**Task inputs:**
---+---
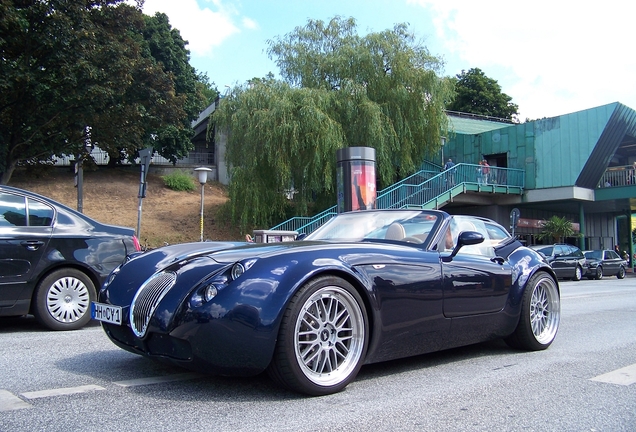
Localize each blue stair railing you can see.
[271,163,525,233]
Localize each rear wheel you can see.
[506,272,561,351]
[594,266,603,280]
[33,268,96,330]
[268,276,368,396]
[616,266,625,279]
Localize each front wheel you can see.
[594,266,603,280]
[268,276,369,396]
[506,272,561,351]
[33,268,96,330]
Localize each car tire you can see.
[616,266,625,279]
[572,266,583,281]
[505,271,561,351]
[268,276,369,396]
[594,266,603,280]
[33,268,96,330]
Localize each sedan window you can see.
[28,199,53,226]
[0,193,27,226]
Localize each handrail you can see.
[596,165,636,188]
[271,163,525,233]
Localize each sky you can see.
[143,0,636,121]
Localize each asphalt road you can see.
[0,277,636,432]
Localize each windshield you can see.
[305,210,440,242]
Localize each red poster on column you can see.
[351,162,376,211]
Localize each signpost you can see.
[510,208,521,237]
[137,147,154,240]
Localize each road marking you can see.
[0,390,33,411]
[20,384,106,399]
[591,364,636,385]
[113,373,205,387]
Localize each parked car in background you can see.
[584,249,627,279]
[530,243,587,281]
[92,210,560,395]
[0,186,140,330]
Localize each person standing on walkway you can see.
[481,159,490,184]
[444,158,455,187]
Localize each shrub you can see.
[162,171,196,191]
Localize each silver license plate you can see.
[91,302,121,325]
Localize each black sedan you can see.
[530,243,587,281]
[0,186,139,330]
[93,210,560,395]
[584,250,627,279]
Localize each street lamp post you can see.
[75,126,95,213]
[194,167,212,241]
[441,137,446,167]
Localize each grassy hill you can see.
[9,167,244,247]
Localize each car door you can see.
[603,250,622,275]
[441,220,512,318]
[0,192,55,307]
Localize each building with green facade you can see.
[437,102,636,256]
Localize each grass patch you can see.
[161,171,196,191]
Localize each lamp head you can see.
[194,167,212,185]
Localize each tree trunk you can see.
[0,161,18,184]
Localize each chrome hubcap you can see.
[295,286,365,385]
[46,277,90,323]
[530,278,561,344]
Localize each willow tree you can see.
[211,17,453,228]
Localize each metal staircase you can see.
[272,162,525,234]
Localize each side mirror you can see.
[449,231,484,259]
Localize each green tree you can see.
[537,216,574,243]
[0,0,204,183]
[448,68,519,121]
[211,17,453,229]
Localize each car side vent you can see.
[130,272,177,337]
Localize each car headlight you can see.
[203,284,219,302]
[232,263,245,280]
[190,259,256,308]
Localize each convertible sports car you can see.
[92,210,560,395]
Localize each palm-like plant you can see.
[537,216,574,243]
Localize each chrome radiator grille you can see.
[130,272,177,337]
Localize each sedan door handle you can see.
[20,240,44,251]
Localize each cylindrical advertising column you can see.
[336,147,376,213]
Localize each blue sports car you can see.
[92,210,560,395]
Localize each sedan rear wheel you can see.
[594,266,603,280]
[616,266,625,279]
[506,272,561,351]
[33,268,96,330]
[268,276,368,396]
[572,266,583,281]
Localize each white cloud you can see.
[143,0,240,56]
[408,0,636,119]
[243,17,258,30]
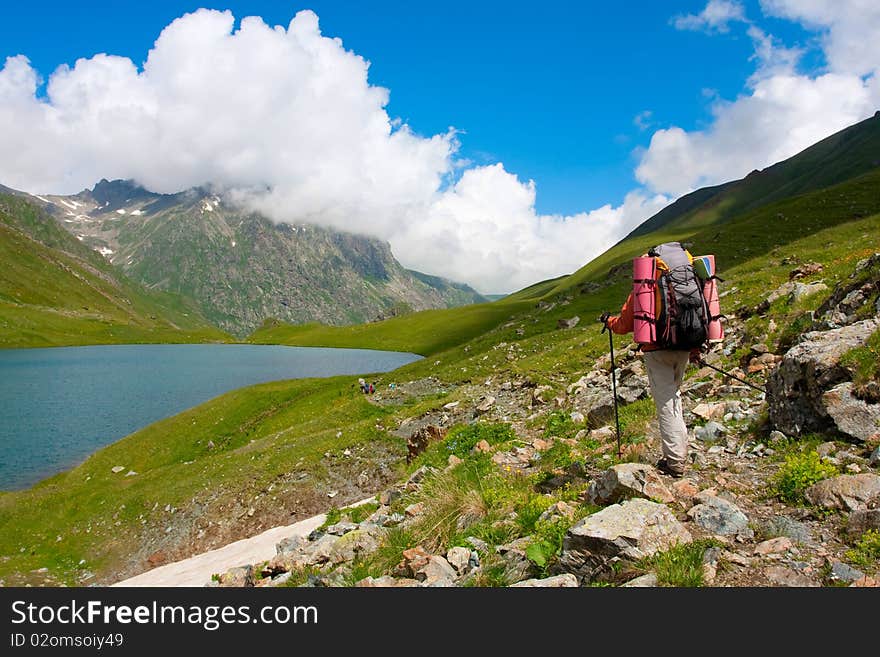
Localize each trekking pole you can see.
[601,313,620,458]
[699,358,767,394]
---+---
**Stated task:**
In the material above, change every "Localize" to "Mark" and reproduce all the lines of text with nothing else altered. Leave the pictures out of the answer.

**Answer in full:**
Mark each blue stair railing you can see.
[271,163,525,233]
Mark each rear wheel you can see.
[506,272,561,351]
[594,266,603,280]
[33,268,96,330]
[268,276,368,396]
[616,266,625,279]
Mark each front wheel you can see.
[594,266,603,280]
[268,276,369,396]
[506,272,561,351]
[33,268,96,330]
Mark each car tire you can see.
[616,266,625,279]
[572,266,583,281]
[505,271,561,351]
[268,276,369,396]
[594,266,603,280]
[33,268,96,330]
Mark each sedan window you can see.
[28,199,53,226]
[0,193,27,226]
Mark each handrail you can see.
[596,165,636,188]
[271,163,525,233]
Mark each sky you can see.
[143,0,636,121]
Mark each asphalt road you can see.
[0,277,636,432]
Mark each windshield you can see.
[305,210,440,242]
Mark each red poster on column you can see.
[351,162,376,211]
Mark each signpost you can see.
[510,208,521,237]
[137,147,154,240]
Mark each road marking you can see.
[0,390,33,411]
[20,384,106,399]
[591,364,636,385]
[113,373,205,387]
Mark each parked car in background you can see.
[584,249,627,279]
[530,243,587,281]
[92,210,560,395]
[0,186,140,330]
Mark each person standing on walkway you can see.
[481,159,490,184]
[444,158,455,187]
Mark each shrub you can see.
[162,171,196,191]
Mark each silver license plate you can see.
[91,302,121,325]
Mark each black sedan you can see.
[530,243,587,281]
[0,186,139,330]
[93,210,560,395]
[584,250,627,279]
Mark each street lamp post you can see.
[75,126,95,213]
[194,167,212,241]
[441,137,446,167]
Mark each grassy hill you can see.
[9,167,244,247]
Mark each car door you can see.
[603,250,622,275]
[441,220,512,318]
[0,192,55,307]
Mark each building with green facade you can see.
[437,102,636,256]
Mark each grass patch you can see.
[161,171,196,191]
Mark each lamp head you can see.
[194,167,212,185]
Mark each tree trunk you can see.
[0,161,18,184]
Mark each chrome hubcap you can see.
[295,286,365,385]
[46,277,90,323]
[530,278,561,344]
Mark each willow tree you can see.
[211,17,453,228]
Mark each metal staircase you can see.
[272,162,525,234]
Mark each side mirror you can see.
[449,231,484,259]
Mark each green tree you can see.
[537,216,574,243]
[0,0,204,183]
[448,68,519,121]
[211,17,453,229]
Mark each car side vent you can see.
[130,272,177,337]
Mark each car headlight you can see.
[203,284,219,302]
[232,263,245,280]
[190,259,256,308]
Mark each convertible sports car you can see.
[92,210,560,395]
Mark each palm-like plant you can see.
[537,216,574,243]
Mark each chrome radiator grille you can see.
[130,272,177,337]
Mark each sedan door handle you can see.
[20,240,44,251]
Mark each cylindrical advertising column you can see.
[336,147,376,213]
Mark each blue sports car you can see.
[92,210,560,395]
Mark each sedan rear wheel you can see.
[594,266,603,280]
[616,266,625,279]
[506,272,561,351]
[33,268,96,330]
[268,276,368,396]
[572,266,583,281]
Mark each white cloud you can see.
[143,0,240,56]
[408,0,636,119]
[243,17,258,30]
Mark each trekking pole you can see.
[601,313,620,458]
[699,358,767,394]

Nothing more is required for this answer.